◆ **THINGS TO DO**
1. List each piece of sensing hardware that the odometry thread mentions.
2. From the odometry thread, print the passage that begins at the words "This is also" and ends after "center of rotation.".

◆ **GIVEN PASSAGE**
.....

This is also my first year setting up an odometry system, so take all the above information with a grain of salt.


The tracking center can be chosen arbitrarily, but motion control using odom is more predictable if you make the tracking center the center of rotation.


Thank you! If I could, I’d like to ask one more question, when measuring the distance from the tracking center to the wheels, would I measure from the center to the physical center of the wheel, or just where the axel goes through the encoder?

I only use two tracking wheels and an IMU, so for me, the wheel distances from the center are completely arbitrary, only deciding where the tracking center is. For this reason, I don’t really give the measurements much thought, I just try to get pretty close. However, if you are using three tracking wheels with two parallel for calculating the angle, the distances from center are pretty important; if they are wrong, your angle calculation will be wrong.

To figure out what the right values are, I recommend experimental tuning:

  1. Turn the robot a certain known amount. A bigger turn is better, like 10 rotations, because error will be exaggerated, and easier to see.

.....

◆ **DATA EXTRACT**
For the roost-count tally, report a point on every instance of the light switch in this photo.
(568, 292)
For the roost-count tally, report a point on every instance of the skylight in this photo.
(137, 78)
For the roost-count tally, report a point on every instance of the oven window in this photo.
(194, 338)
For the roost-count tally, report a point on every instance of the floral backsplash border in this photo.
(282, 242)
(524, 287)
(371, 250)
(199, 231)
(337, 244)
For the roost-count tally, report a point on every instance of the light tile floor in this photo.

.....

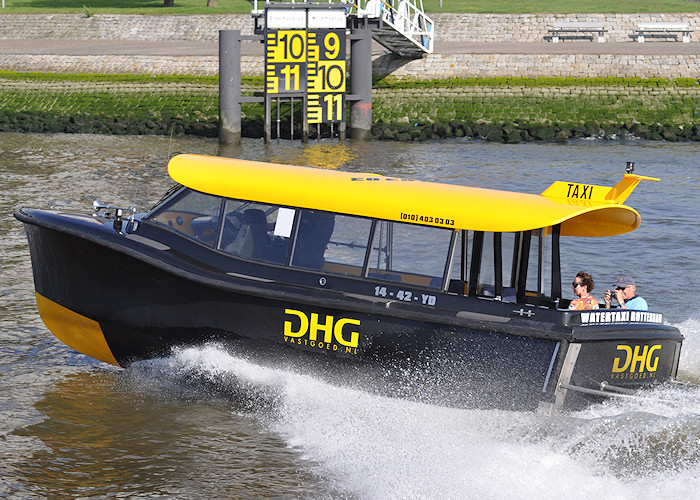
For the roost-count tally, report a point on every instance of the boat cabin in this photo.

.....

◆ **THE REPLIES**
1.
- Tracking wheels
- IMU
- Encoder

2.
This is also my first year setting up an odometry system, so take all the above information with a grain of salt.


The tracking center can be chosen arbitrarily, but motion control using odom is more predictable if you make the tracking center the center of rotation.